> [SOURCE TEXT]:
--

After node addition ONS was not able to start.
CRS-0215: Could not start resource 'ora.rac2.ons'.
Problem :-
onsctl start
Number of onsconfiguration retrieved, numcfg = 2
onscfg[0]
{node = node1, port = 6251}
Setting remote port from OCR repository to 6251
Adding remote host nodename:6251
onscfg[1]
{node = node2, port = 6251}
Adding remote host sai_db2:6251
Number of onsconfiguration retrieved, numcfg = 2
onscfg[0]
{node = node3, port = 6251}
Setting remote port from OCR repository to 6251
Adding remote host nodename:6251
onscfg[1]
{node = node4, port = 6251}
Adding remote host nodename:6251
onsctl: ons failed to start
$CRS_HOME/bin/onsctl ping
Number of onsconfiguration retrieved, numcfg = 2
onscfg[0]
{node = NODE1, port = 6251}
Setting remote port from OCR repository to 6251
Adding remote host SGRAC1:6251
onscfg[1]
{node = NODE2, port = 6251}
Adding remote host SGRAC2:6251
ons is not running …
Trouble shoot :-
Check the log file "the / u01/app/oracle/product/10.2.0/crs/log/rac2/racg/ora.rac2.ons.log"
There can be multiple issues
Issue 1.
Failed to get IP for localhost (4)
Failed to get IP for localhost (4)
onsctl: ons failed to start
Issue 2
Adding remote host node_name:6251
onsctl: ons failed to start
Solution:-
Issue 1.
Add localhost IP "127.0.0.1" Manually in /etc/hosts.

--

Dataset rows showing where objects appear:

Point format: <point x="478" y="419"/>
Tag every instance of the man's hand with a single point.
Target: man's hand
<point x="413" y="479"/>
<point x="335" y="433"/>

--

In the ONS troubleshooting note, what solution is given for Issue 1? The entries have no connection to the ONS troubleshooting note.

Manually add the localhost IP "127.0.0.1" in /etc/hosts.